Show each line in the data below that contains the word "stone".

---

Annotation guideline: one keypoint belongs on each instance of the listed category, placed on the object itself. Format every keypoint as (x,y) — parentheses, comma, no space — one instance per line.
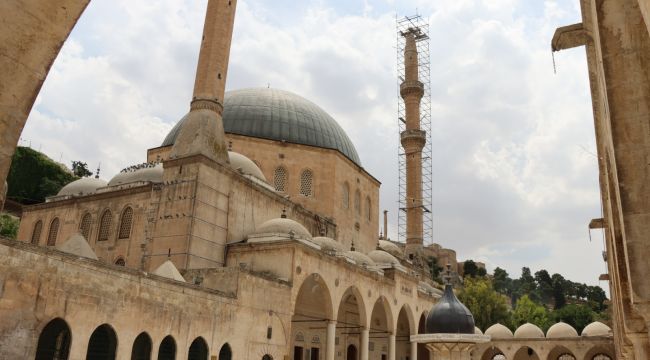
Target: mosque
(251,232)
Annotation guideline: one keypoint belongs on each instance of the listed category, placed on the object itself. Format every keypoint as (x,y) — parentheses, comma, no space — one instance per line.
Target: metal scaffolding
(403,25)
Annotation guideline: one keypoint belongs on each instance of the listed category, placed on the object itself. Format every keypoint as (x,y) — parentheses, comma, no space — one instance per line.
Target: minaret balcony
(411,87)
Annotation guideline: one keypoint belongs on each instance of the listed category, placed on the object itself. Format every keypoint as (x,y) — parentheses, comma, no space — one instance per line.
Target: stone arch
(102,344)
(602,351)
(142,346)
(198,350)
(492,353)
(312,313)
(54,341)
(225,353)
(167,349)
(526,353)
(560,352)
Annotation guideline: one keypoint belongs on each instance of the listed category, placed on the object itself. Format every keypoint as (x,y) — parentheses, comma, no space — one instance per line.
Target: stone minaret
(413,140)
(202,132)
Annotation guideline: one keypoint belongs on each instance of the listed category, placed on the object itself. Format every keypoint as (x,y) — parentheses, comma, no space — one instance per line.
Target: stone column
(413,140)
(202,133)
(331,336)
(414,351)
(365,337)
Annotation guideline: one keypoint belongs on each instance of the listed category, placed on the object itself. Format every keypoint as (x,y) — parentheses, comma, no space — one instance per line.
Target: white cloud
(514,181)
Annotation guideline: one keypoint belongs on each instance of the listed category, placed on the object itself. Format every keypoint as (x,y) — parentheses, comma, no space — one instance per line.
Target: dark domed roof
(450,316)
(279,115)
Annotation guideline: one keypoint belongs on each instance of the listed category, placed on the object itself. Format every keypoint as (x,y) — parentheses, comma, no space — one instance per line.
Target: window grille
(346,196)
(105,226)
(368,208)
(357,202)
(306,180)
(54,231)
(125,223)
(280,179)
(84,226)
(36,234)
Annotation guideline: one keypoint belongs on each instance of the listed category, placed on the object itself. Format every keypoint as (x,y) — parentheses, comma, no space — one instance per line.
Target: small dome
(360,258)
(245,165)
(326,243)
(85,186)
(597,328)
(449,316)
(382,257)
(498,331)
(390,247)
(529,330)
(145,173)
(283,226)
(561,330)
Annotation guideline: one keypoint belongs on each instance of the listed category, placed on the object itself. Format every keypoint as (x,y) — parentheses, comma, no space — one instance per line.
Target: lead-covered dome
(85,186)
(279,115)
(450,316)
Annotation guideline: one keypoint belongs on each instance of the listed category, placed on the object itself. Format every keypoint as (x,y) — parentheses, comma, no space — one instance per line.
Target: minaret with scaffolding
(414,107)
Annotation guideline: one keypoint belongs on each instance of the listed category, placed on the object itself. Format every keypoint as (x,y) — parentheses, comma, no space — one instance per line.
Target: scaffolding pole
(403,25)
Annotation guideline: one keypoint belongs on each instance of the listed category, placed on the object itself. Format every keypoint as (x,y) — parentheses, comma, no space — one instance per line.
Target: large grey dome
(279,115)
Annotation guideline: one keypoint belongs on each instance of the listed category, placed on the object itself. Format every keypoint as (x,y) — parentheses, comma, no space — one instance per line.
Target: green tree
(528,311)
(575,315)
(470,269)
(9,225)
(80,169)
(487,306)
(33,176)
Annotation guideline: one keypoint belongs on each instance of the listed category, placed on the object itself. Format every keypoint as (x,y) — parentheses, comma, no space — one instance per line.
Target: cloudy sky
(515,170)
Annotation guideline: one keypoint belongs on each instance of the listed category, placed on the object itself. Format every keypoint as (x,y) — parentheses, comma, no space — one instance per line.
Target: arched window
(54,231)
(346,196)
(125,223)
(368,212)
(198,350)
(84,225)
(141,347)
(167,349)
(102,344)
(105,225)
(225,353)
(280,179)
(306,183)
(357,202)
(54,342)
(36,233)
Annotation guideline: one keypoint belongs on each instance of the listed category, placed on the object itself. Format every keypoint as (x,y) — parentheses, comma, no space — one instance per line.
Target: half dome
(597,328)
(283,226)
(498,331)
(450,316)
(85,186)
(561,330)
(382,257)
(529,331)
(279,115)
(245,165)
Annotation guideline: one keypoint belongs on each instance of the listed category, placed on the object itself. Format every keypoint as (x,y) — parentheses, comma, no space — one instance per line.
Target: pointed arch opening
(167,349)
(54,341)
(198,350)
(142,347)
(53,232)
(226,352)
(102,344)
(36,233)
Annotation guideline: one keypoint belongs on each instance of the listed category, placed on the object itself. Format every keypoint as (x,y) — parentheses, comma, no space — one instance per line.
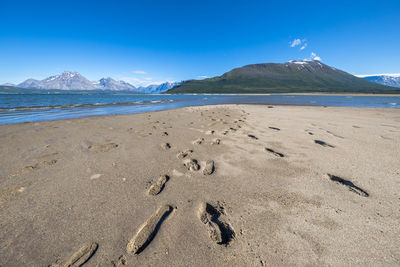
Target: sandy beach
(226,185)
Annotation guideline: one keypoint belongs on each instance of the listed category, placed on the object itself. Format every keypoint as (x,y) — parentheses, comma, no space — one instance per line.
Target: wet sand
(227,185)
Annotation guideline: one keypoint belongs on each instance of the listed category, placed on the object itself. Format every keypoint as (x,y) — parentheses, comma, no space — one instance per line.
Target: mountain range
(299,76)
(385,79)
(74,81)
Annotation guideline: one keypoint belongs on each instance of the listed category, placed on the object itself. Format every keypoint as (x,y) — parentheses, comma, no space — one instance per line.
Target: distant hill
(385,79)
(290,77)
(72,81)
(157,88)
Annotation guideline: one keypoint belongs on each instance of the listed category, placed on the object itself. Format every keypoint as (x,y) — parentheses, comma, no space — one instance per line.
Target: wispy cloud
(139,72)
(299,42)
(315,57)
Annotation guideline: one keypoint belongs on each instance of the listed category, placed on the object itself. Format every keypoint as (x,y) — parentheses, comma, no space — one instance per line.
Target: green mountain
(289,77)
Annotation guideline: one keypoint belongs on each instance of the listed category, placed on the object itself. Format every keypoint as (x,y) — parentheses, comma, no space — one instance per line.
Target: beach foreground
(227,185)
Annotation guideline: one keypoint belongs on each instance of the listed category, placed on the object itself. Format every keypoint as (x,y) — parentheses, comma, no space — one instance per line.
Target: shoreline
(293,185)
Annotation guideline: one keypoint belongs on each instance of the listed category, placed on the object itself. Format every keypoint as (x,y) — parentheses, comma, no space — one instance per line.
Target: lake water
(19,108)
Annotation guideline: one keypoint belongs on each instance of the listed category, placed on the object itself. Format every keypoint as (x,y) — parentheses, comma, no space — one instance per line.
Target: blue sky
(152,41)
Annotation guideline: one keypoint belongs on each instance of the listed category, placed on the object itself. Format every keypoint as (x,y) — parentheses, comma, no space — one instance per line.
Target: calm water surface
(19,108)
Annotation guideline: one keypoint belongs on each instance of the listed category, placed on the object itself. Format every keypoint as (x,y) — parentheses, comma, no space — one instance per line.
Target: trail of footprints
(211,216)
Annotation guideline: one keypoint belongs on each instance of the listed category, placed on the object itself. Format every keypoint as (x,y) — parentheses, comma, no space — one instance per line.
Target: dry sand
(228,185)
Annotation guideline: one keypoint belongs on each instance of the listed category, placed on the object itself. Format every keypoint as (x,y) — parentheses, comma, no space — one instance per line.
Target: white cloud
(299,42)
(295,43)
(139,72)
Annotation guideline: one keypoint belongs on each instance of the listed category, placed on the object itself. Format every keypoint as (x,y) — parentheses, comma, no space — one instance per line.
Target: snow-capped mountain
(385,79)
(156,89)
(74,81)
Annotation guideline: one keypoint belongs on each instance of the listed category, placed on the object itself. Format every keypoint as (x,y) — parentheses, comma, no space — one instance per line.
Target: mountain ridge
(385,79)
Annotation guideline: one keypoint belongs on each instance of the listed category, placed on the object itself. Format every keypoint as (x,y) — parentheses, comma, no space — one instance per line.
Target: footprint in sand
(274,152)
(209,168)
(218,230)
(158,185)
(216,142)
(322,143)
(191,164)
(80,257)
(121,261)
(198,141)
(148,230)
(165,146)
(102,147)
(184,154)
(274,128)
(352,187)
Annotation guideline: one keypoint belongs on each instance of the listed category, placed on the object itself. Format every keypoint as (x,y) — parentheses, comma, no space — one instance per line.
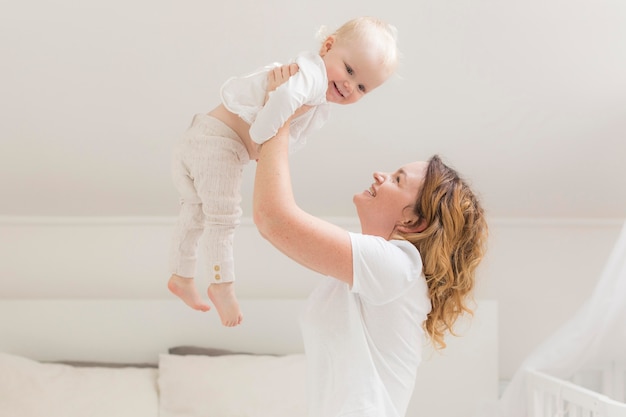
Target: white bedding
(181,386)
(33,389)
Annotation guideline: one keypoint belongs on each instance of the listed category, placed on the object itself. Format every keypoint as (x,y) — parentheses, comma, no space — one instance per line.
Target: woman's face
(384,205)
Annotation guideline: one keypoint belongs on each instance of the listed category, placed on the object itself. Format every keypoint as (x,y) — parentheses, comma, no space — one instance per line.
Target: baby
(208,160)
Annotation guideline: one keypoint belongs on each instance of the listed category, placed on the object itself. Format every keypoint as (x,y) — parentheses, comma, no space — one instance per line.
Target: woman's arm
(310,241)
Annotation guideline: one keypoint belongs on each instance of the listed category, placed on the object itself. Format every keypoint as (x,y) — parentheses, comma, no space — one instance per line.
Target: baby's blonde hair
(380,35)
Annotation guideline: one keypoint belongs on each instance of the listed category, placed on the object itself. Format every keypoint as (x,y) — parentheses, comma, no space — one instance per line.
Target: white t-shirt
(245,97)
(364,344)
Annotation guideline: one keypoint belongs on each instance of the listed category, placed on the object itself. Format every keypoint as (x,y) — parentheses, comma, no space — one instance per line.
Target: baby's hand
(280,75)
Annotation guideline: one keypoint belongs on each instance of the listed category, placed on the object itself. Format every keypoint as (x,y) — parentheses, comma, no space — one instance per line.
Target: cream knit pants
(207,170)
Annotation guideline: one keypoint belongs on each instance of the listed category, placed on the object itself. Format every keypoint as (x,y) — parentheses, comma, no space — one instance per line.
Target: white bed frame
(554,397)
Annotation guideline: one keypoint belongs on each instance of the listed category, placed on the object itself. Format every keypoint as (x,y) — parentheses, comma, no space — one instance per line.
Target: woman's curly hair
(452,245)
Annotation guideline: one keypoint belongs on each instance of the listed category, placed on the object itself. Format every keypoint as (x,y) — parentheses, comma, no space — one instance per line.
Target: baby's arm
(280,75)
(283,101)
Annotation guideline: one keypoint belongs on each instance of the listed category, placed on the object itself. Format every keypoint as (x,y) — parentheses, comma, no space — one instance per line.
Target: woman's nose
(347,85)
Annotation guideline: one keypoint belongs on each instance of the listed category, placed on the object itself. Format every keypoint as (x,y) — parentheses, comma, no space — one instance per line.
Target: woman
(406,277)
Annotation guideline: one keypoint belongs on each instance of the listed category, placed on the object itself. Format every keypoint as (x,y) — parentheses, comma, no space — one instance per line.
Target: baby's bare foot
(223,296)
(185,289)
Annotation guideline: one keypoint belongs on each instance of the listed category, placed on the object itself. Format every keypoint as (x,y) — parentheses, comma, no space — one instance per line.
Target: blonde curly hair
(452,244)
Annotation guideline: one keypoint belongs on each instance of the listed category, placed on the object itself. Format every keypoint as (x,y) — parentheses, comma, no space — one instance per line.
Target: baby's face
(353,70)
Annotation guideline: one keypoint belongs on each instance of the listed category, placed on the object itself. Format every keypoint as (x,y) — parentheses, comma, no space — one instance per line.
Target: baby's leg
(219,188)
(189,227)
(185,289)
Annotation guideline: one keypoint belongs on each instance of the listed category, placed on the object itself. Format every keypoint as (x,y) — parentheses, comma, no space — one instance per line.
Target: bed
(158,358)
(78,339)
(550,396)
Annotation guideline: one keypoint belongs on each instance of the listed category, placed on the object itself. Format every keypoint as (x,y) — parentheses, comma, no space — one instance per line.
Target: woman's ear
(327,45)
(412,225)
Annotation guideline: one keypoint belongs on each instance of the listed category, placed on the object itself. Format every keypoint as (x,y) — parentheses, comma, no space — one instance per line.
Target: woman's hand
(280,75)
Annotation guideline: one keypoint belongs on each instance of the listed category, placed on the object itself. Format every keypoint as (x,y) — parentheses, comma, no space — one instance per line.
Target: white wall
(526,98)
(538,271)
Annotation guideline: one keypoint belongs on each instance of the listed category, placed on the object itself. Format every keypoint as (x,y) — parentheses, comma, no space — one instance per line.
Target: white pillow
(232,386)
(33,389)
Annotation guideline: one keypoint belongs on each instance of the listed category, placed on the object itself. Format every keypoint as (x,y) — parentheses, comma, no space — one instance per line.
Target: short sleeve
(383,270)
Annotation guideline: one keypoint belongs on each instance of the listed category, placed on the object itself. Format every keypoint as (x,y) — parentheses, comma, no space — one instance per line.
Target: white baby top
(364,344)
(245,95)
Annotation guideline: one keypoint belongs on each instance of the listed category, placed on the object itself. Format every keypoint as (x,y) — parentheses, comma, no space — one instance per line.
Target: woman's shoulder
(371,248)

---

## The result:
Target: stone arch
Target: stone minaret
Target: stone column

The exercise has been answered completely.